Что нужно сделать: Дословно повторите часть отрывка о глобальной памяти: всё, начиная со слов «Сегодня большинство подобных» и вплоть до слов «международном политическом процессе.».

Предоставленный отрывок:
•••••

Возникает вопрос и о выбранных уровнях. Понятие «глобальный», на мой взгляд, предполагает то, что определяемый таким образом процесс затрагивает все регионы мира и хотя бы подавляющее большинство стран. Отсюда и задача — отличать подлинное «глобальное» от претензии на «глобальность» (глобальная память и глобальная этика как призыв). В этой связи возникает вопрос: не выдают ли авторы те культурные процессы, которые происходят в ряде стран Запада, за «глобальные»? Не принимают ли они за «этику ответственности» постоянно звучащие взаимные обвинения ряда стран «об ответственности» за прошлые обиды? Имеет ли право столь популярный дискурс «виктимизации» рассматриваться как проявление глобальной культуры памяти (Финкель 2012)?

Сегодня большинство подобных «споров об истории» ведется именно на международном (межгосударственном) уровне, даже если участниками являются спонсируемые правительствами некоммерческие организации или надгосударственные структуры. А потому пока больше оснований говорить не о глобальной памяти или этике, а лишь о том, что история используется в международном политическом процессе.

Отметим, что даже на межгосударственном уровне историческое примирение есть очень противоречивый и долгий процесс, который еще более осложняется, когда количество участников возрастает более двух. Так, ЕС (как один из наиболее ярких и успешных примеров региональной интеграции) сумел пройти достаточно долгий путь, чтобы скоординировать и выработать общую экономическую, военную и внешнюю политику, в то время как успех общей культурной политики вызывает, мягко говоря, большие споры. И это несмотря на то что — казалось бы! — европейцев много чего объединяет. Общее прошлое, римское наследие, приверженность идеалам демократии и прав человека — все это пока еще не позволяет преодолеть существующие конфликты и разногласия, в том числе имеющие «историческую окраску». Именно это обстоятельство придает особое звучание исследованиям А. Ассман (в частности, последней ее монографии «Недовольство новой мемориальной культурой», переведенной на русский язык (Ассман 2016)), которые во многом нацелены на решение определенных проблем, возникших в ЕС.

•••••

[Записи из источника данных]
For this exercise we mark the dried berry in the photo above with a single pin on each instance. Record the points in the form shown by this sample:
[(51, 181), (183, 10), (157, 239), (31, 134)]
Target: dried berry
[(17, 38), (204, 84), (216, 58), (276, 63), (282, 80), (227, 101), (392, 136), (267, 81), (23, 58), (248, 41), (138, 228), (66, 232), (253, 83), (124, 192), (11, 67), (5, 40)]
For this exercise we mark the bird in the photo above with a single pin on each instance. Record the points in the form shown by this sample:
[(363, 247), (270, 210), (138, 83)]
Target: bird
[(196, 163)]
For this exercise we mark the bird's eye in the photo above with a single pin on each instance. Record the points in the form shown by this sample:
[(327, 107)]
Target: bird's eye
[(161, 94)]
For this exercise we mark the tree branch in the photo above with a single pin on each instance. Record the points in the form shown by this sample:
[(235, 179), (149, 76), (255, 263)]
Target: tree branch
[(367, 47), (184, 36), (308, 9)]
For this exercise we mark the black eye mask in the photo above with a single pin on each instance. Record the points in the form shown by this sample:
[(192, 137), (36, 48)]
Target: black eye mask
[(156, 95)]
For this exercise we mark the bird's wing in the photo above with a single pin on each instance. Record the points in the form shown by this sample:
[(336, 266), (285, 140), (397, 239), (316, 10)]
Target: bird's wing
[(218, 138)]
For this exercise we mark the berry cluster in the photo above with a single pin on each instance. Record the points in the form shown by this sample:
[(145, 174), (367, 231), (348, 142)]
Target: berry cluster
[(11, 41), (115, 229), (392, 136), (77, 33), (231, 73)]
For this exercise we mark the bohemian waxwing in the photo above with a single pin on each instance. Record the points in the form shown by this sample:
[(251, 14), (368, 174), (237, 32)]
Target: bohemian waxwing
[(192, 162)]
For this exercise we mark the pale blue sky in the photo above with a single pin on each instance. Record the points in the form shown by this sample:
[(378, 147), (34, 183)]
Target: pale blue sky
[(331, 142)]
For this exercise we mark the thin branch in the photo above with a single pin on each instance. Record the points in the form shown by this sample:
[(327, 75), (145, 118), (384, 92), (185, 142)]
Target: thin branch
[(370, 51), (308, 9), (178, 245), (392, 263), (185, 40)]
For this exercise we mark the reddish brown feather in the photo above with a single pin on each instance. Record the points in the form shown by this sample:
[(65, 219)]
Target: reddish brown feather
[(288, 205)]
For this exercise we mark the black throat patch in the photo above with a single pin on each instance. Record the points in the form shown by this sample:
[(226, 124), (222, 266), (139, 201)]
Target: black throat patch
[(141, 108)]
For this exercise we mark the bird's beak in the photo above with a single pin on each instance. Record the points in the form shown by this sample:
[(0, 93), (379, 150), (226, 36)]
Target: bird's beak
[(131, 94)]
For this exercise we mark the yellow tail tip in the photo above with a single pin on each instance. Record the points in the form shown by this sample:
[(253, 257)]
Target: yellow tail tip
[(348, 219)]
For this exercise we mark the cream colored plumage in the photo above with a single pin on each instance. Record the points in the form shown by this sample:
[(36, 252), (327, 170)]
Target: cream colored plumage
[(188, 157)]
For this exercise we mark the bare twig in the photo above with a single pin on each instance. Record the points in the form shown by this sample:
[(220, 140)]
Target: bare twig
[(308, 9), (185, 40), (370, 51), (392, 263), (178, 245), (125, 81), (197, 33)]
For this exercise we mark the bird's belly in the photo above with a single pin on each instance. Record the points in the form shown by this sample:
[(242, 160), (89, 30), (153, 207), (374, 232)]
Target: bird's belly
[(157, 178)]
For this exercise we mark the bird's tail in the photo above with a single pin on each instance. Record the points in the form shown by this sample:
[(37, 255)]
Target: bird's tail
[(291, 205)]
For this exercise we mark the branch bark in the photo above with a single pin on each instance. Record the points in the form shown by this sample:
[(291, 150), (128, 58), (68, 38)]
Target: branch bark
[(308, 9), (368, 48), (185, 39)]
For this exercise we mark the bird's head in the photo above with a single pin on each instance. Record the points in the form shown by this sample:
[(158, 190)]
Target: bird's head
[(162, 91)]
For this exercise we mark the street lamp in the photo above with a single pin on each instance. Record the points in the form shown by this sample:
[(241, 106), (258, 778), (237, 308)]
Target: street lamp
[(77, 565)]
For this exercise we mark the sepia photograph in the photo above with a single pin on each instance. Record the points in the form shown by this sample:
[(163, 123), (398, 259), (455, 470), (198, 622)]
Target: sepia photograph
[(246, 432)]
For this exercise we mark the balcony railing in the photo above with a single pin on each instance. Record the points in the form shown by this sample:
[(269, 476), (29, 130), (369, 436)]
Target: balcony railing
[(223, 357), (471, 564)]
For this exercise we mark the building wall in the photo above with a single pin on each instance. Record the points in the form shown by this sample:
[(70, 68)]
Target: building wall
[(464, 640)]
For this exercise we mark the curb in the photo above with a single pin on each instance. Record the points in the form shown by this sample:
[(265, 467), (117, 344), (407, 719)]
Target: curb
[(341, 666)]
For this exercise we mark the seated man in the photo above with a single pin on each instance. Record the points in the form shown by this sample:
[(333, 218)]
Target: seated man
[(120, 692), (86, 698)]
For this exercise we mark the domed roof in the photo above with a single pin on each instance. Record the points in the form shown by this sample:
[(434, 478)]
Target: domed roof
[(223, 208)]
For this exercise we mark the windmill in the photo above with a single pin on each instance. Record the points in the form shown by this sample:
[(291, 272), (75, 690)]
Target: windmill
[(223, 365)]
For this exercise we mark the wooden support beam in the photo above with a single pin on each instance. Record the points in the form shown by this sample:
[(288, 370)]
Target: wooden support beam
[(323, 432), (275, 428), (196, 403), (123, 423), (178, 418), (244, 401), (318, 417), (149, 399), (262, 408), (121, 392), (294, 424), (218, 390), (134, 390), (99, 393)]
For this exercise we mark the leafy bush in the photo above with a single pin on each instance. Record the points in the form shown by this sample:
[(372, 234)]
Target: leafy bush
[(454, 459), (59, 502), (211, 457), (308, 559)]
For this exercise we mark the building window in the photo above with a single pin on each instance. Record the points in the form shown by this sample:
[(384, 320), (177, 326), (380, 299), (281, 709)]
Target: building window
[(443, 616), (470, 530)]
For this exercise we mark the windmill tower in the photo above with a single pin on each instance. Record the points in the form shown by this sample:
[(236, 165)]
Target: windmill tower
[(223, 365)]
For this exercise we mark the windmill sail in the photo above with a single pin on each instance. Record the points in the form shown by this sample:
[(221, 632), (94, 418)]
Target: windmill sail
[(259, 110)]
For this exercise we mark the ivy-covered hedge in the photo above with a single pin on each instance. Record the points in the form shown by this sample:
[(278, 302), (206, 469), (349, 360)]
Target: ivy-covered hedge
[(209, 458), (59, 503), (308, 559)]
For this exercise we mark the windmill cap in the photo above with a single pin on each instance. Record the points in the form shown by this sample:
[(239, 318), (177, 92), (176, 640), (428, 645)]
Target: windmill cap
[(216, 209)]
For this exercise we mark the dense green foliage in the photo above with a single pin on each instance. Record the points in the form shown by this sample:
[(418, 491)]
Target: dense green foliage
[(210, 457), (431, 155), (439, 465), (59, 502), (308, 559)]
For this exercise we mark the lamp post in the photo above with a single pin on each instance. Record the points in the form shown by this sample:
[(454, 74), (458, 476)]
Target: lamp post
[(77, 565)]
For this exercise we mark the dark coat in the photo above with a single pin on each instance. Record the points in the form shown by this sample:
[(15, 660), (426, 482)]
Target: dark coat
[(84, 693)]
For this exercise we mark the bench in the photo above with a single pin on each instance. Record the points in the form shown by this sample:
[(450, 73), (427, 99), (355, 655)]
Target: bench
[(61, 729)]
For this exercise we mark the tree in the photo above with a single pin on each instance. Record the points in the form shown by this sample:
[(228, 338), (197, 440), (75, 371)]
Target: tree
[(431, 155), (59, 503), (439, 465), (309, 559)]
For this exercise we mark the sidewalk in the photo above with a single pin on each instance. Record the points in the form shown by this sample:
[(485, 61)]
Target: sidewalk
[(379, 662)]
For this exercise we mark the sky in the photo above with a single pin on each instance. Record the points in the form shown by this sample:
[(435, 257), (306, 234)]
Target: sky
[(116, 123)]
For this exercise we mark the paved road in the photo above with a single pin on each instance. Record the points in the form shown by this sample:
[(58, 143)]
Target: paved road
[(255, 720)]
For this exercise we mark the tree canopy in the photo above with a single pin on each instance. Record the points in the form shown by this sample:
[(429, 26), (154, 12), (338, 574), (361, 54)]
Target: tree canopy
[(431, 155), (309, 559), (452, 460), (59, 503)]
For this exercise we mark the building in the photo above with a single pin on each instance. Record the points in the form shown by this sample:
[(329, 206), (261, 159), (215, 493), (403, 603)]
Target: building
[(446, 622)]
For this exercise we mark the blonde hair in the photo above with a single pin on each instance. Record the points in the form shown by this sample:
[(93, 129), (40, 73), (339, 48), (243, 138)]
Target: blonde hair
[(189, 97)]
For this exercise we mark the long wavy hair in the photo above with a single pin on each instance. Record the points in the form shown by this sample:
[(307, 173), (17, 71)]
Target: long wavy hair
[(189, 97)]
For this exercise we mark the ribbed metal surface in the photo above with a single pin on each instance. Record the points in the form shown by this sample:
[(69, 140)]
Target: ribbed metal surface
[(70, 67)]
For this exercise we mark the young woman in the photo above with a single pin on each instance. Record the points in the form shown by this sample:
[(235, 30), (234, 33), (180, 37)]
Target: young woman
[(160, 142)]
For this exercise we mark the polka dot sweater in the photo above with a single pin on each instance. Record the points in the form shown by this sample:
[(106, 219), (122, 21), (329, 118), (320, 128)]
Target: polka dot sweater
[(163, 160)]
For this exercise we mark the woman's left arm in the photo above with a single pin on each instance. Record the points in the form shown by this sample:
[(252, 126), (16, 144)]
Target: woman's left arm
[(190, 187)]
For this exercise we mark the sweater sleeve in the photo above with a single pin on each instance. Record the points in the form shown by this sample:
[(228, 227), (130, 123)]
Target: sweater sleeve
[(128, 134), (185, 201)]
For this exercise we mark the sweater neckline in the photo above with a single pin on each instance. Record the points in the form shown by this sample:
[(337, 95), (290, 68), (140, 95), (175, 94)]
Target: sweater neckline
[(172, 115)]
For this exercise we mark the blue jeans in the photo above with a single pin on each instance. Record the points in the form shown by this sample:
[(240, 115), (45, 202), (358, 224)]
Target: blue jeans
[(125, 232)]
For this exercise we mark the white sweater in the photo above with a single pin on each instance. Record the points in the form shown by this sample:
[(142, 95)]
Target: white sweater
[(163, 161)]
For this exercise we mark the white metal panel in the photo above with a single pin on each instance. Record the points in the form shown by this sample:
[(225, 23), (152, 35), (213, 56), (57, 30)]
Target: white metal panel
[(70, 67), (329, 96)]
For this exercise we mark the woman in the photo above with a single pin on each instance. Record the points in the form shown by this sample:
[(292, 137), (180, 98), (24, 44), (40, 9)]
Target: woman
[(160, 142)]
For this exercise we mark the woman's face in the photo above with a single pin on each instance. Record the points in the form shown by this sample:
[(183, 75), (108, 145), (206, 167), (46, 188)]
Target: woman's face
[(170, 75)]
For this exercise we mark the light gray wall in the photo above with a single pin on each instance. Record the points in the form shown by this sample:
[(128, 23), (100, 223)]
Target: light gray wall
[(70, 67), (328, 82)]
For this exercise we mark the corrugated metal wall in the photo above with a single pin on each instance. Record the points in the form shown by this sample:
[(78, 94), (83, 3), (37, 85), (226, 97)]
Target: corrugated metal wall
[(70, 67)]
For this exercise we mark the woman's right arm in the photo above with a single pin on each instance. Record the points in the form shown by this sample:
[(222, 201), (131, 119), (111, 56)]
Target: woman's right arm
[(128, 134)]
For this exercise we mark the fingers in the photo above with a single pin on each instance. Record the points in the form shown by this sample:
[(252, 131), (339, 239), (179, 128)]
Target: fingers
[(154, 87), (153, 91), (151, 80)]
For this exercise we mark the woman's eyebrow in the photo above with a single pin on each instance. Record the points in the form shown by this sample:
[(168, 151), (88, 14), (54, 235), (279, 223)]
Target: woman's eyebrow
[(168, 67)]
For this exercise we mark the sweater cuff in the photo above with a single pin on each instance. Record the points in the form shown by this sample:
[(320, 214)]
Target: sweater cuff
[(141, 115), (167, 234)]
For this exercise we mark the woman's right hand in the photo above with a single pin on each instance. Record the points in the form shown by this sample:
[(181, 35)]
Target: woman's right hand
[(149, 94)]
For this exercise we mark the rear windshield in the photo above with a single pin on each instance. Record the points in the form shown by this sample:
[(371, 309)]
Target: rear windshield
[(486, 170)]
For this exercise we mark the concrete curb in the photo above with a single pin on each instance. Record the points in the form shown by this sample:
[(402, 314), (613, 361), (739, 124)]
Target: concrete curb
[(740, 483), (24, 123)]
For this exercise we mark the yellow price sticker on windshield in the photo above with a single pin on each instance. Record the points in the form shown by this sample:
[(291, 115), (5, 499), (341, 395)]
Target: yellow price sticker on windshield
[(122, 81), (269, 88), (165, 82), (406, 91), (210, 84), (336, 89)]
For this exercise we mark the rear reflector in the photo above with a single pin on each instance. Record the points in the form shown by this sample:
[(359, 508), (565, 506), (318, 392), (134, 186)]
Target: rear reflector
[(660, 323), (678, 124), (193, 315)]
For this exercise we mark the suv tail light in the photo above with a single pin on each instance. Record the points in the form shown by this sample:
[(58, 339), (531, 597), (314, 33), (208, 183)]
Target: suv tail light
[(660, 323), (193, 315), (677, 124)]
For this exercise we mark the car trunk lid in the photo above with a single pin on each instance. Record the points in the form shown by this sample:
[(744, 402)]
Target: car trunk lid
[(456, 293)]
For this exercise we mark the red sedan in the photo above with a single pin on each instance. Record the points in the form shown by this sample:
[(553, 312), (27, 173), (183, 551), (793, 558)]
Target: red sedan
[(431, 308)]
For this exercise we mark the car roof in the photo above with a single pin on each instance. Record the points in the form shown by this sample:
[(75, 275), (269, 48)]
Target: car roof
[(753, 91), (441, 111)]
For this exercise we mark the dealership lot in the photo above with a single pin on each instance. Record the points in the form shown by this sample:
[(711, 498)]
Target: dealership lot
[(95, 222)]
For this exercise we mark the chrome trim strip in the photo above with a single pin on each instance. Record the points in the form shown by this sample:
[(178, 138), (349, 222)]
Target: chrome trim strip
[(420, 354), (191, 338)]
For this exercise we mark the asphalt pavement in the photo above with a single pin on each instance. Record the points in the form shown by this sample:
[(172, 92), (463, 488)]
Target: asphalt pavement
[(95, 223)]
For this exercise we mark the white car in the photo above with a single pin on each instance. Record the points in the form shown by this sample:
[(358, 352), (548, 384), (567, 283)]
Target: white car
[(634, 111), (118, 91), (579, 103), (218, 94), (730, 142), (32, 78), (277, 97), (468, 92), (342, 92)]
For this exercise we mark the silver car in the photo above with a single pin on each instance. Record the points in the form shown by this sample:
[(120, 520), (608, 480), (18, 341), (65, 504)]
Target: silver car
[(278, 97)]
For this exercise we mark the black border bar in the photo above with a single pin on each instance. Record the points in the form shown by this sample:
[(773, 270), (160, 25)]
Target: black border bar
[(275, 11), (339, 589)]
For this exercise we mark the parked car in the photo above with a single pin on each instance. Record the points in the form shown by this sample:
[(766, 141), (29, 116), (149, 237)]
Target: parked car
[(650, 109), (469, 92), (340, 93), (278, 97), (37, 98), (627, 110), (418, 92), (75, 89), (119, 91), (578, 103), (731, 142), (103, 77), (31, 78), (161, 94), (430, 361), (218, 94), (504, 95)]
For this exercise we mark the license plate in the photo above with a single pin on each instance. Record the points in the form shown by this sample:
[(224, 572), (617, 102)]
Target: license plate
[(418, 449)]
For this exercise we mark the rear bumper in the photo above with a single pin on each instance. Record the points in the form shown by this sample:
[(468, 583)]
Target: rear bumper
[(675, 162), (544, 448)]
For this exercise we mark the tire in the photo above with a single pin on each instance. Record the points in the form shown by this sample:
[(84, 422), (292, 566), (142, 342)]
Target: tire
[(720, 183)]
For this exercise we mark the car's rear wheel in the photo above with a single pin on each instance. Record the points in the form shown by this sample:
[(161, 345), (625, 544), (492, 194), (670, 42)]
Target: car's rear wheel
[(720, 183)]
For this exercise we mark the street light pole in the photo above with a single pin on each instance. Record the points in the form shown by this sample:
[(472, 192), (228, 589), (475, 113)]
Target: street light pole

•••••

Решение ниже:
Сегодня большинство подобных «споров об истории» ведется именно на международном (межгосударственном) уровне, даже если участниками являются спонсируемые правительствами некоммерческие организации или надгосударственные структуры. А потому пока больше оснований говорить не о глобальной памяти или этике, а лишь о том, что история используется в международном политическом процессе.